----- Exercise passage -----
SNU to investigate alleged stem cell fraud
By Yi Whan-woo
Seoul National University (SNU) will launch an investigation this week into the allegation that one of its stem cell researchers fabricated 14 studies submitted to international scientific journals for publication.
The school said Sunday it will decide whether Kang Soo-kyung, a veterinary professor, forged data on her work submitted to 10 overseas journals since 2006.
“We still have to discuss exactly when we should open the investigation, but it is just a matter of time,” an ethics committee official of SNU said. “It could be launched in a few days.”
The decision followed revelation by Retraction Watch, an overseas website that gives detailed information on studies that are recently retracted from international journals for lack of credibility.
The website said on May 21 that Antioxidants and Redox Signaling (ARS), a science journal for stem cells and other cutting-edge fields related to health and diseases, retracted four papers submitted in early May by Kang.
According to the website, the ARS took the measure following a report from a whistleblower who claimed Kang forged data, including photos and graphs, to back specific results she intended.
Two of Kang’s works were already published by then while two others were under review by the ARS for release. The journal asked Kang to explain and she admitted that her work included errors.
The case did not end there as the whistleblower pointed out that the Korean scientist consistently used false data since 2006 in her research published in up to 10 international journals overall. The 10 publications included “Brain” and Aging Cell, two acclaimed neurobiology publications.
ARS and other journals are conducting separate investigations to find out whether Kang deliberately fabricated data.
-----
> Exercise directions:
Write the next part of the news report on Seoul National University's stem cell fraud investigation, continuing after its last sentence.
----- Provided data -----
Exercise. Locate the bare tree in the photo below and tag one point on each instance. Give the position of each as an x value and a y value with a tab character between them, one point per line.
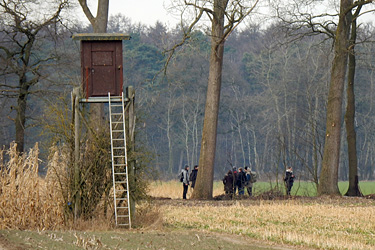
23	26
224	16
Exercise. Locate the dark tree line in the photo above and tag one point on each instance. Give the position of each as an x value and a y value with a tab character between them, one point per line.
273	98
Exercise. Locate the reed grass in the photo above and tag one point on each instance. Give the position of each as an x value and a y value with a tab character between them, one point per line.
321	223
173	189
26	200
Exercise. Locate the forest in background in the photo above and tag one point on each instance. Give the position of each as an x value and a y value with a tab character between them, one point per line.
272	111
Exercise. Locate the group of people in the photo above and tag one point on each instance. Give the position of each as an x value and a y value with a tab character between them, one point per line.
240	180
187	179
234	180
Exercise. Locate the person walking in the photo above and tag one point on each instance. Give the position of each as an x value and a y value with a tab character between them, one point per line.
228	184
249	182
241	180
235	175
193	176
185	181
289	179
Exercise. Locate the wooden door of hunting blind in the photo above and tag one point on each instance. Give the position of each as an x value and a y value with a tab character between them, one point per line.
102	68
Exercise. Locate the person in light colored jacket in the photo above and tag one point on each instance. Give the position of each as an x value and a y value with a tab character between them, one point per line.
185	181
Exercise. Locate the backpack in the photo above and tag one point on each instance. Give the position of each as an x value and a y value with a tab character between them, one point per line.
248	179
182	176
253	177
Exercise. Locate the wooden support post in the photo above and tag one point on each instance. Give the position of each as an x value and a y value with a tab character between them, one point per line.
130	94
77	195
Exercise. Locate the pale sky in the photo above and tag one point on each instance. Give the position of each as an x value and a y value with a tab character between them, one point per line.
144	11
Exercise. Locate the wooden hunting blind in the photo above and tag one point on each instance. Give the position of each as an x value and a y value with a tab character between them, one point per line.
101	63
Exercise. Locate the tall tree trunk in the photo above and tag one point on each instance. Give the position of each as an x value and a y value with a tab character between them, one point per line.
331	156
204	184
350	115
20	121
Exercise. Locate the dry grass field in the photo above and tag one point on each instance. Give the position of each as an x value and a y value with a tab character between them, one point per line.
31	205
307	222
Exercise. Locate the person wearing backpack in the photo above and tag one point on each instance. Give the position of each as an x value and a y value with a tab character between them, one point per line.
249	184
193	176
241	181
185	181
289	180
235	176
251	177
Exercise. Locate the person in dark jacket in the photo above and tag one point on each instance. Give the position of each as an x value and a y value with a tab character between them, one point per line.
241	180
185	181
289	179
228	184
193	176
235	174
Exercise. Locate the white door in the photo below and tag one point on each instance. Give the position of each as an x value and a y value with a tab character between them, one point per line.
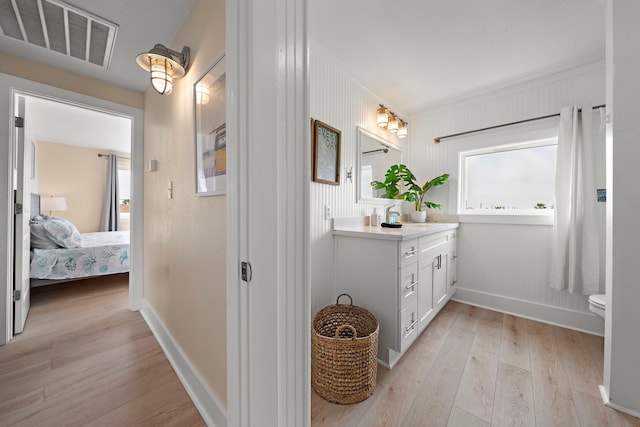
22	232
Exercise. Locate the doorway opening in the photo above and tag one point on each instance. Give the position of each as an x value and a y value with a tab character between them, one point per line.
61	155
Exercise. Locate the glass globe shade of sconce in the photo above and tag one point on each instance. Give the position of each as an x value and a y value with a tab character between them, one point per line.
402	129
392	126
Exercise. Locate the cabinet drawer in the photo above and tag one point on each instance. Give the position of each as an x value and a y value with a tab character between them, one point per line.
408	252
408	285
408	326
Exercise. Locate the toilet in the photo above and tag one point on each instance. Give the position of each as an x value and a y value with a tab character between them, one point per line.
597	305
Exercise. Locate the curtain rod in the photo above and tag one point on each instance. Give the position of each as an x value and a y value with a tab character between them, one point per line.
107	155
440	138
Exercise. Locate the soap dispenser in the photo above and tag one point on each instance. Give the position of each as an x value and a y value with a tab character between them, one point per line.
373	221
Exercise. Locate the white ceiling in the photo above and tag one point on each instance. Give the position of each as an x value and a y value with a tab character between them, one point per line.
419	53
60	123
412	53
141	24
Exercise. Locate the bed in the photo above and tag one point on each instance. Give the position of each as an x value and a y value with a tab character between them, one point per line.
60	253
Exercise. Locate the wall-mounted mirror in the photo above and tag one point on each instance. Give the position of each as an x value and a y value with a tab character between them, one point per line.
374	156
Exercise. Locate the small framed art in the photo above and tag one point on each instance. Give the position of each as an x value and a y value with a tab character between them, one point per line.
326	153
211	134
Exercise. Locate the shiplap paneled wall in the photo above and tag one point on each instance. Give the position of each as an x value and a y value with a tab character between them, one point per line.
337	99
500	266
506	266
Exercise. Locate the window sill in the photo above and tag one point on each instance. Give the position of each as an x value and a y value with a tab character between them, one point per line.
506	219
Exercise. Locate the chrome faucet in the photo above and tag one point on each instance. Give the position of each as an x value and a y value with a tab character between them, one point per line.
388	213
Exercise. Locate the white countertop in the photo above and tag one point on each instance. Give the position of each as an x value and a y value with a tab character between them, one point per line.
409	230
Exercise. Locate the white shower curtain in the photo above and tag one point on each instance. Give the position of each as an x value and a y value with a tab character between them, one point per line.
576	252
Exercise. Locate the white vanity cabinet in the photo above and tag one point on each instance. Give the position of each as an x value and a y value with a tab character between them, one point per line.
402	276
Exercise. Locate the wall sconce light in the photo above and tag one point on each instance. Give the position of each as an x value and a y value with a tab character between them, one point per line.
402	129
390	122
165	65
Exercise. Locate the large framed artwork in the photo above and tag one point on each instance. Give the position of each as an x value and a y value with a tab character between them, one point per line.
326	153
211	132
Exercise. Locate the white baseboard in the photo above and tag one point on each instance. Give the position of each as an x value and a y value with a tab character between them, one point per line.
571	319
210	408
604	393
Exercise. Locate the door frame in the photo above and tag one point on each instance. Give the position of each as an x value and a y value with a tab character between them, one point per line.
17	86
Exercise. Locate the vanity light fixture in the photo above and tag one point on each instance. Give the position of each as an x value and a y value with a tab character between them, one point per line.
392	126
389	121
164	65
383	116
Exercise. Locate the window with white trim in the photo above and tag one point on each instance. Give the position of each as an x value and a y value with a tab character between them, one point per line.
511	179
124	183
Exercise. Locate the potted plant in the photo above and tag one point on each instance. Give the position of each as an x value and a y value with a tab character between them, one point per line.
415	193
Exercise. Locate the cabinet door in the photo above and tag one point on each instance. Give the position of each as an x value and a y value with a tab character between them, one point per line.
427	265
451	268
440	279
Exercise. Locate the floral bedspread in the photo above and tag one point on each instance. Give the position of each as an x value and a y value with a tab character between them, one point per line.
99	254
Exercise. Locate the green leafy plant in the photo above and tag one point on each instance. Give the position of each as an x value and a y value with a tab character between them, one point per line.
400	175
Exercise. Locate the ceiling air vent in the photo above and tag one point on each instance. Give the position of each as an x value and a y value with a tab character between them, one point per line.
59	27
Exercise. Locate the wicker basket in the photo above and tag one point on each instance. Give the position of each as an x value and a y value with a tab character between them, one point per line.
344	349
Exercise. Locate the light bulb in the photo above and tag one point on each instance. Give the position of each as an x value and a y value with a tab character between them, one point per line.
392	126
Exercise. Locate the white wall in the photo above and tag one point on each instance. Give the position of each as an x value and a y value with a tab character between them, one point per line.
337	99
622	347
505	266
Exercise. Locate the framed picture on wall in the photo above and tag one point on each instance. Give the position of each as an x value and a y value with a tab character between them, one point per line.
211	133
326	153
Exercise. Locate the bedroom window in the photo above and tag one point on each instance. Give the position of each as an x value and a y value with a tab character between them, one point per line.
124	183
512	179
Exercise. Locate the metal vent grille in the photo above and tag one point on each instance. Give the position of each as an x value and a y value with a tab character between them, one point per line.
59	27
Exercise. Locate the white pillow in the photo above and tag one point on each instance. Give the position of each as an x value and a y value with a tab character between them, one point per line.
39	237
62	232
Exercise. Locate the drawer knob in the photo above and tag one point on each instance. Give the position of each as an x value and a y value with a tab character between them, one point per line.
412	285
411	326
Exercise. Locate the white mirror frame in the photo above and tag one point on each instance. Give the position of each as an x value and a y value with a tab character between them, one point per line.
363	133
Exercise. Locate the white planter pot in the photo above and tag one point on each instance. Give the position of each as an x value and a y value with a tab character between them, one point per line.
419	216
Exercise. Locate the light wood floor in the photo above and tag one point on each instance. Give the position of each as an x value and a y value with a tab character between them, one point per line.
85	359
475	367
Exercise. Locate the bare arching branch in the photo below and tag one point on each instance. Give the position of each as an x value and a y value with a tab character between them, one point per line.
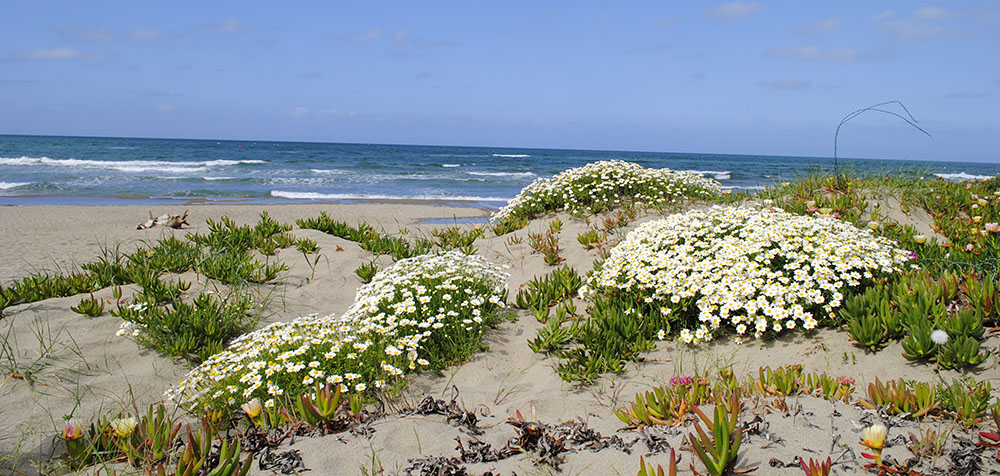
909	119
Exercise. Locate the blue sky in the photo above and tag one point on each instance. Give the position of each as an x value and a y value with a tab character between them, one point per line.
748	77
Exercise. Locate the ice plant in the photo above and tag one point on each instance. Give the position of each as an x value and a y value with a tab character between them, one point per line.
72	430
77	449
124	427
252	409
400	322
816	468
873	438
600	185
754	271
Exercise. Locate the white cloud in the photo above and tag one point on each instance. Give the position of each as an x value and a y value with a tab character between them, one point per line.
882	15
830	24
365	36
232	25
98	35
56	54
665	21
302	111
786	84
733	10
144	34
931	13
968	94
921	24
814	53
403	40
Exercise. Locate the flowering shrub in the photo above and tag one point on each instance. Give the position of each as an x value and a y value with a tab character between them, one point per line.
757	271
600	185
423	312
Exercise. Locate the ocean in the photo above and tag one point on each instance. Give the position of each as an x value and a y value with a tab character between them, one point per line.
39	170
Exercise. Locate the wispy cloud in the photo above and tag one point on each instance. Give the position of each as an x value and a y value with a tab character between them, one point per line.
814	53
77	34
57	54
145	34
657	48
786	84
231	25
733	10
18	81
365	36
302	111
968	94
83	35
830	24
665	21
404	40
923	23
884	14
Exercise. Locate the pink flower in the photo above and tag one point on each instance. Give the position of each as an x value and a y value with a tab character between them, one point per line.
680	380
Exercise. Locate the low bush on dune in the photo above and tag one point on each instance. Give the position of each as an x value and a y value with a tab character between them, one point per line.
600	186
741	270
424	312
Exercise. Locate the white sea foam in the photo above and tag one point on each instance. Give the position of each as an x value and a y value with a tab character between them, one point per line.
743	187
10	185
502	174
362	196
717	175
126	165
962	176
329	171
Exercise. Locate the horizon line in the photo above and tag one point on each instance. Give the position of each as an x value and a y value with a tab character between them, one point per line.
483	147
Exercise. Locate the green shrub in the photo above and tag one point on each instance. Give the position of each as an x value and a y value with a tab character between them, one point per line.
425	312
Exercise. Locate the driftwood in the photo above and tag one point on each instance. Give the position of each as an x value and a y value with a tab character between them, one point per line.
167	220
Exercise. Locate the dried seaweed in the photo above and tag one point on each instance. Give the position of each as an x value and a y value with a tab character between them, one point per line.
966	458
454	413
436	466
287	462
481	452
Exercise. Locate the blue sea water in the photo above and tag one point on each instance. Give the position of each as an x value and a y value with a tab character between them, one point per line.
98	170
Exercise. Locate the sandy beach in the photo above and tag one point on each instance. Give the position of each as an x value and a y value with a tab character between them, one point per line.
81	368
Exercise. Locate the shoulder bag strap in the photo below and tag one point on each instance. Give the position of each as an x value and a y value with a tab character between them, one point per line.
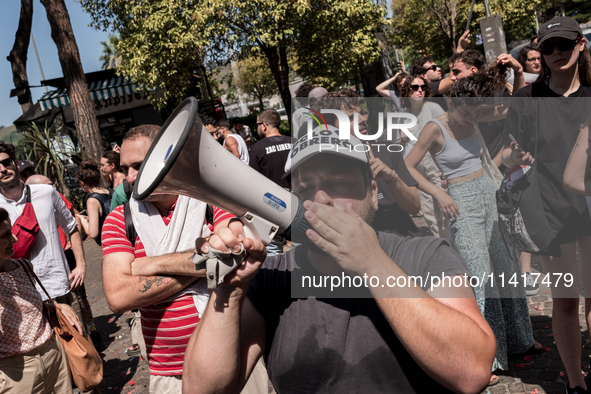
-----
> Answer box:
SNU first said it would wait for the actions those journals will take. But concerns grew here that Kang’s misconduct, regardless of the reason, could deal a severe blow to the nation’s efforts to revive its reputation as a global leader in stem cell research, especially following data manipulation in 2005 by then-SNU professor Hwang Woo-suk, also a veterinary professor. Hwang was seen as an international pioneer in creating human embryonic stem cells through cloning, until his research fraud tarnished both his and Korea’s reputation in stem cell research.
SNU also has been under attack for being negligent in monitoring Kang, who was already given a warning by the school’s disciplinary committee in 2010 for possible use of fabricated photos in one of her studies.
Kang has built her reputation as a stem cell researcher since 2008. She claims that she’s the victim of a “malicious scheme.”
She plans to file a lawsuit against the whistleblower who is Korean.
“About 80 percent of the evidence used against me is false, and I believe we have to consider some malicious intentions involved in this case,” the professor said last week.